Selected passage.
= Beginning of Section =

I inherited Mom after Dad died. After a lifetime of exhorting me that all I needed to do was follow the instruction manual, dad didn’t leave me one. A series of small strokes, capped by a bigger one, left Mom confused, incontinent, and with limited mobility. Dad claimed he had to “work both ends of the street” to take care of Mom. Whether due to the strokes or the medications, Mom came to believe that her deceased sister, Madeleine, and their father, Frank, visited her on a regular basis. I not only inherited Mom, I got Madeleine and Frank too.
Frank flew the coop aeons ago to cruise the seven seas as a ship’s purser when Mom—named Fran after her father—was four years old and Madeleine, who had polio, was six. A poor-man’s version of Scrooge, Frank sent home 25 cents a week for each of the girls, but nothing for their mother, Beatrice. To support the girls, Beatrice and her widowed mother, Alice, worked 80 to 100 hour weeks as Irish washer women. They started washing and folding, but graduated in a few years to the riskier task of ironing.
While Beatrice and Alice toiled their inhumanly long hours, they shared a bed in a nearby rooming house. Meantime, for nearly seven years, Fran and Maddie lived with a succession of foster parents in Brooklyn. Mom complained that foster parents were required to provide them with one glass of fresh milk every day, but most watered it down. She had fond memories of only one, Mrs. Campbell, who didn’t. If they had time off, Beatrice and Alice saw the girls on occasional Sundays, and brought milk.
Mom’s delusions about visits by Frank and Madeline drove dad crazy. Exasperated, Dad, named Josh, repeatedly implored her, “Your father never visited you or did anything decent while he was alive. Why do you think he’d visit you now?” But everyone else knew that was precisely why she needed to imagine that he was finally coming to see her. Similarly, we knew she imagined her sister Madeleine was coming because they had huddled together for comfort during their years of foster care shuttling.
The last Christmas before Dad died, roughly a year after Mom’s delusions began, I asked her whether Frank and Madeleine were still paying her visits. She initially denied that they were. Later, while Dad was distracted in the kitchen, she whispered to me on the porch, “They really come all the time. Sometimes, I can’t get Madeline to leave she talks so damn much. But we can’t let your father know. He can’t handle it.”
The day before Valentine’s Day, Dad called and told me he planned to take Mom to a psychiatrist to get her drugs strong enough to “drive the devil out.” On Valentine’s Day, to celebrate their 60th Wedding Anniversary, Mom and Dad had a frill-free dinner out. Their usuals—dad’s pot roast with red cabbage and Mom’s garlicky shrimp scampi—had them both complaining of indigestion. Frank promised to come by but never showed up.

= End of Section =

Supplied information.
= Beginning of Section =

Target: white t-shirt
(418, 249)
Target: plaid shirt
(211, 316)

= End of Section =

Activities.
• 1. Copy the passage from the piece about caring for Mom word for word, starting with "Mom’s delusions about" and going on through "foster care shuttling.".
• 2. Extend the piece about caring for Mom, picking up right after its final sentence.
The data plays no part in what is asked here.

Answers to each task.
• 1.
Mom’s delusions about visits by Frank and Madeline drove dad crazy. Exasperated, Dad, named Josh, repeatedly implored her, “Your father never visited you or did anything decent while he was alive. Why do you think he’d visit you now?” But everyone else knew that was precisely why she needed to imagine that he was finally coming to see her. Similarly, we knew she imagined her sister Madeleine was coming because they had huddled together for comfort during their years of foster care shuttling.

• 2.
The day after, Dad tried to implement his plan to dispel Mom’s harmless delusions. However, as he hoisted Mom’s wheelchair into the trunk of the car, his heart gave out. Unable to walk or even yell for help, Mom stood frozen where Dad had taken the wheelchair from her. She watched him fall, drag himself upright again using his strong biceps, and then slowly slide on his back down the side of the car, ending up in sitting position. “Are you okay?” she later recalled asking him. “I’m okay,” he said. “Are you in pain?” she asked. “I feel no pain,” he said. As far as we know, “I feel no pain” were Dad’s last words as he died sitting up or, as he preferred to say, “bolt upright.”
After Dad died, we got Mom off most of her meds, including the anti-psychotics she never needed. She mostly returned to her normal, charming, even flirtatious self. We struggled with the prospect of surrendering her to the assisted living facility. Sight unseen, the unit manager, John, nearly rejected Mom’s application when he heard about her delusions. He mistakenly thought she hallucinated and was at risk of harming herself or others by interacting physically with her hallucinations. To satisfy his concerns, Mom was required to meet with John.
When John asked her about Frank’s and Madeline’s visits, Mom fired back, “Are you conniving to charge me for a triple?” Before he resumed breathing, Mom smiled coyly and in a voice barely louder than a whisper said, “They’re just my imaginary friends. Didn’t you ever have one?” John stammered, “Yes, but mine left when I was five.” Mom tilted her head to the right and asked, “Did you miss him when he left?” John said, “Actually, I still think about him sometimes.” Mom held out both of her hands, took his in hers, and said, “My dear, you have something to look forward to. He’ll come back again some day.” John, laughing, wiped away a tear, and called out to an aide, “Put Fran in the big single at the end of the hall. Move the extra sofa bed in there too.” As we wheeled Mom out, she winked at me with her right eye, feigned a bashful smile, and then winked with her left.
Mom’s biggest problem during her three years in captivity was food. She’d already lost about 20 pounds—roughly 15% of her body weight—in the year and a half prior to being taken captive. The doctor in charge admonished us, “Major weight loss in the elderly is predictive of premature mortality, so we want to try to fatten her up.” But Mom was a picky eater. Prickly would be more accurate. She’d once hurled a hot baked potato at a waiter when she’d asked for broiled and he served her baked.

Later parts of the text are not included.